> **WHAT TO DO**
1. In the article about the coyote attack in Burnaby, how long was the worst cut on the boy's forehead?
2. Continue the article about the coyote attack in Burnaby from its last sentence.

> **PROVIDED TEXT**
= = =
A three-year-old boy in B.C. received more than 100 stitches after he was attacked by a coyote outside of his home.

Amanda Dycke said her son Ayden slipped through the backyard gate to the sidewalk behind their house in Burnaby, B.C. on Tuesday evening. Only seconds later, Dycke said she heard him scream.

“I ran out through the front door,” she recalled to CTV Vancouver on Wednesday. “I didn’t see until I got to the sidewalk that there was a coyote gnawing on his head.”

“He was flailing and screaming.”

The frantic mother said she started clapping and making as much noise as she could to scare off the wild animal. When that failed, Dycke said she charged towards it. The coyote retreated a short distance and Dycke said she was able to pick up her injured son.

“He looked like he was dying,” she said. “His eyes were covered in blood, his ears, his whole shirt.”

“I cradled him and I was telling him, ‘It’s going to be okay.’”

The young boy was rushed to the hospital where he received more than 100 stitches on his forehead and the back of his skull. The worst cut stretched six centimetres across the right side of his forehead. He also suffered several puncture wounds and scratches from the incident.

“It was just the most horrific thing I could ever, ever imagine,” Dycke said.

Ayden is expected to make a full recovery if his wounds don’t become infected, his mother said.

Coyote sightings

As for the coyote, conservation officers caught up with one matching the description and behaviour of the animal that attacked Ayden and killed it. They will conduct DNA tests to ensure they found the right coyote. They will also examine the carcass for any harmful diseases that may have been transferred to the young boy.
= = =
> **GIVEN RECORDS**
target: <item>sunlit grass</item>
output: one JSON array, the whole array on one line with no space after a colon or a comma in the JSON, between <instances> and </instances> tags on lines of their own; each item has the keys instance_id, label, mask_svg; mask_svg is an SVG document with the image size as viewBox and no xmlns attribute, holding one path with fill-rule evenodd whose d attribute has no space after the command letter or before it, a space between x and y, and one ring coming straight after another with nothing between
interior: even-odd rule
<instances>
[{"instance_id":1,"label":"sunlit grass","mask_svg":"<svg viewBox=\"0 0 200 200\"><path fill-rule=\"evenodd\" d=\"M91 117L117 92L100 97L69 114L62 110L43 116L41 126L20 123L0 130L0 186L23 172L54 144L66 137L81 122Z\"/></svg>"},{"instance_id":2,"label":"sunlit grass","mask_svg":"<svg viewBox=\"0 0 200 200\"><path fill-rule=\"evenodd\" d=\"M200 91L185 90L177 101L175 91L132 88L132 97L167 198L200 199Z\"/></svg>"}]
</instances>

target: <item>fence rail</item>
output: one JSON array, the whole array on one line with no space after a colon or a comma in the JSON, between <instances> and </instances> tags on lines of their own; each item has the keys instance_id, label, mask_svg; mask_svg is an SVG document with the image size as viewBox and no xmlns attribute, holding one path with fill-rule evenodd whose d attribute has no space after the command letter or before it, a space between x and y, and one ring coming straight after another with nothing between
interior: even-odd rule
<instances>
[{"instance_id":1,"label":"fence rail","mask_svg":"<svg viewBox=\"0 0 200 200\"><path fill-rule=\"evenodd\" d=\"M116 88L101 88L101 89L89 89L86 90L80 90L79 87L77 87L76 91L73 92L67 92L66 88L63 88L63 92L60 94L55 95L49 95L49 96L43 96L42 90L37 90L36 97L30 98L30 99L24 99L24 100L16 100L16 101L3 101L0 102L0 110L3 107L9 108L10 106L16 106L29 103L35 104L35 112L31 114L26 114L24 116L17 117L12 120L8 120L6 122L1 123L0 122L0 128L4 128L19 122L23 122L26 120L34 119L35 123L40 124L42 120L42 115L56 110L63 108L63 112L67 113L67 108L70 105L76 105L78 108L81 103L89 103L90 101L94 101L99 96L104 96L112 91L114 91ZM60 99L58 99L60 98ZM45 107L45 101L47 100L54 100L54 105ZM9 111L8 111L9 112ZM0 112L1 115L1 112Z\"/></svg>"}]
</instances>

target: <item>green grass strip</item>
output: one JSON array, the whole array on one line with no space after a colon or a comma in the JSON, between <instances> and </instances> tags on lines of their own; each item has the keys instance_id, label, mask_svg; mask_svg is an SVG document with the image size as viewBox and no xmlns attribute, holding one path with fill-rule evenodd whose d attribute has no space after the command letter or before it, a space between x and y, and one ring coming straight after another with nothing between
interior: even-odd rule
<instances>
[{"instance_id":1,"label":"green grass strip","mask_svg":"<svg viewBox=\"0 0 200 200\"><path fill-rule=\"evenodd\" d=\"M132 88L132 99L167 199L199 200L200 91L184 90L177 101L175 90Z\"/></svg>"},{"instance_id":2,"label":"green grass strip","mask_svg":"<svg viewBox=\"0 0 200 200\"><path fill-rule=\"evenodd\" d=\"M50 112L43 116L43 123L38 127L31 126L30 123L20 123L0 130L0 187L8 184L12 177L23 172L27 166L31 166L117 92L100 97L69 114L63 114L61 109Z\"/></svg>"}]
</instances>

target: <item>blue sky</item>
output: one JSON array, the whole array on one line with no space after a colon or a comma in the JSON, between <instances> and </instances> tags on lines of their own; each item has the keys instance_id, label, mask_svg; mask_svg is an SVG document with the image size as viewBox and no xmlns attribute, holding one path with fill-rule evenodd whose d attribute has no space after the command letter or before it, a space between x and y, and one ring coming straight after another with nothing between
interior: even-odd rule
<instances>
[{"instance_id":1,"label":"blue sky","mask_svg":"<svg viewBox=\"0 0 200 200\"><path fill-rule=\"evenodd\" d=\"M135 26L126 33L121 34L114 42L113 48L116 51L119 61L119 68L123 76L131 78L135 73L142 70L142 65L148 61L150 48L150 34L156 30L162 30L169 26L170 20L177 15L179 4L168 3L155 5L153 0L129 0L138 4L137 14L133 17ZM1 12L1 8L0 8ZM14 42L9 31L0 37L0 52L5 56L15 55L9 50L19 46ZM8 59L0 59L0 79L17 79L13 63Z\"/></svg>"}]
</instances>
= = =
> **PER-TASK ANSWERS**
1. Six centimeters, across the right side of his forehead.

2.
Sgt. Dean Miller from the BC Conservation Officer Service said it’s unlikely the boy was exposed to rabies or anything like that, but investigators are doing their “due diligence” to be sure. He said coyote attacks on humans are extremely rare and that most cases can be traced back to people feeding the wild animals.

“That's the best way for a coyote to lose its fear of people. That food reward is a really powerful motivator to change a coyote's behaviour,” he explained.

Dycke said that’s what she believes happened in her son’s case. She said there have been a number of coyote sightings in her community because people feed them.

“People don't understand that it's attracting them. It's making them want to come to an area they shouldn't,” she said. “Because people don't listen to these rules, the information that is put out there, my son is paying the price.”

Miller advised anyone who encounters a coyote to “be big, be brave and be loud” in order to scare off the animal.